Gwiazdy"Mój mąż zarabia 2800 zł. Jestem załamana". Internautka pyta o radę

"Mój mąż zarabia 2800 zł. Jestem załamana". Internautka pyta o radę

Ona zarabia 4500 zł, on sporo mniej. Zamiast myśleć o podwyżce, cieszy się z tego, co ma. W przeciwieństwie do niej. Co powinna zrobić – rozwieść się czy zaakceptować, że mąż nie ma takich ambicji jak ona? Gdy zapytała o radę, została skrytykowana. "Szkoda chłopa" – piszą internauci.

"Mój mąż zarabia 2800 zł. Jestem załamana". Internautka pyta o radę
Źródło zdjęć: © Shutterstock.com

– Mamy z mężem po 30 lat. Zarabiam różnie, w granicach 4-4,5 tys. zł. Mój mąż obecnie 2,8 tys. zł co miesiąc i nie zanosi się na więcej. Jest kierownikiem i zarabia tylko tyle. Jestem załamana – pisze zrezygnowana użytkowniczka forum Kafeteria. Ma żal do męża, że mieszkają w starym dwupokojowym mieszkaniu na kredyt, jeżdżą starym samochodem. Jemu to nie przeszkadza, ale ona nieustannie porównuje się do znajomych, którym, po prostu, żyje się lepiej.

---*---

__Opis zadania__. Wznów artykuł o internautce załamanej zarobkami męża, pisząc dalej od jego ostatniego zdania.

---*---

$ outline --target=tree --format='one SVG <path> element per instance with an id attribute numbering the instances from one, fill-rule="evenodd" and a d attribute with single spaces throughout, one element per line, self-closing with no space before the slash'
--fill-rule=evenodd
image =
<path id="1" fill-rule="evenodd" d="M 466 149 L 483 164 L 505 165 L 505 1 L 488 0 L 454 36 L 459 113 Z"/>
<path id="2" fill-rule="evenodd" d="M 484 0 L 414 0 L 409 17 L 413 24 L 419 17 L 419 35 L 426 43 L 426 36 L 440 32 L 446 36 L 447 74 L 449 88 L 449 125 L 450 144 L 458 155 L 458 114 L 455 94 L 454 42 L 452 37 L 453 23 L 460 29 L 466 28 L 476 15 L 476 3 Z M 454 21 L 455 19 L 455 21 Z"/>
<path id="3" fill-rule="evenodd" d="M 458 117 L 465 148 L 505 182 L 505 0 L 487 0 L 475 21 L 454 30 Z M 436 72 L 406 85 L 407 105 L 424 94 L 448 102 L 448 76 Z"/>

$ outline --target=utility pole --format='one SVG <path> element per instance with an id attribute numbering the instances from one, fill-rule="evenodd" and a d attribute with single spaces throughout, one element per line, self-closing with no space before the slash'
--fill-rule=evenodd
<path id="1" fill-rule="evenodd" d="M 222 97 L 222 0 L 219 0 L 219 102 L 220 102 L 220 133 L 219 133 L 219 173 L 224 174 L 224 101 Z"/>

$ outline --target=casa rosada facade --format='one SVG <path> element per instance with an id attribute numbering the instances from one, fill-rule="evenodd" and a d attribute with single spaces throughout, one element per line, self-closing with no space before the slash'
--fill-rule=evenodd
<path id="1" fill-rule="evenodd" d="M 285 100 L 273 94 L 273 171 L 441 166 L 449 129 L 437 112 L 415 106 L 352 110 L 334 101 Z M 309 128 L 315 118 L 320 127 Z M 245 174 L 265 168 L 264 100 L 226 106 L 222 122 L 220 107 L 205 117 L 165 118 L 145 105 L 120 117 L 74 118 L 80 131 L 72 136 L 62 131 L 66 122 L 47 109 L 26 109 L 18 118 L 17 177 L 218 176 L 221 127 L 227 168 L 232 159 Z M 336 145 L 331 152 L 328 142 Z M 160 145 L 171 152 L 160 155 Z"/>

---*---

__Rozwiązanie zadania__.
30-latka nie wie, jak dotrzeć do męża. Gdy porusza ten temat, on odpowiada, że powinna zacząć doceniać to, co ma. Odkłada decyzję o macierzyństwie, bo boi się, że nie poradzą sobie finansowo po narodzinach dziecka. – Jak facetem ruszyć? – pyta internautka.

Choć zaznaczyła, że potrzebuje porady, nie krytyki, to właśnie takie komentarze – nieżyczliwe i drwiące – pojawiły się pod jej wpisem. Większość internautów stanęła po stronie jej męża. Zgodnie stwierdzili, że rzeczywiście powinna przewartościować pewne kwestie i docenić to, co ma – w końcu 7 tys. zł miesięcznie dla dwóch osób to kwota, o której wielu może jedynie pomarzyć.

Kilka osób nazwało ją materialistką, która myśli wyłącznie o pieniądzach i powinna poszukać szczęścia u boku innego mężczyzny – takiego, który zapewni jej sielankowe życie w pałacu. Pod postem pojawiły się również historie kobiet, których domowe budżety są znacznie niższe od budżetu autorki, a jednak potrafią cieszyć się życiem, jeździć na wakacje, czasem nawet wychowywać dzieci.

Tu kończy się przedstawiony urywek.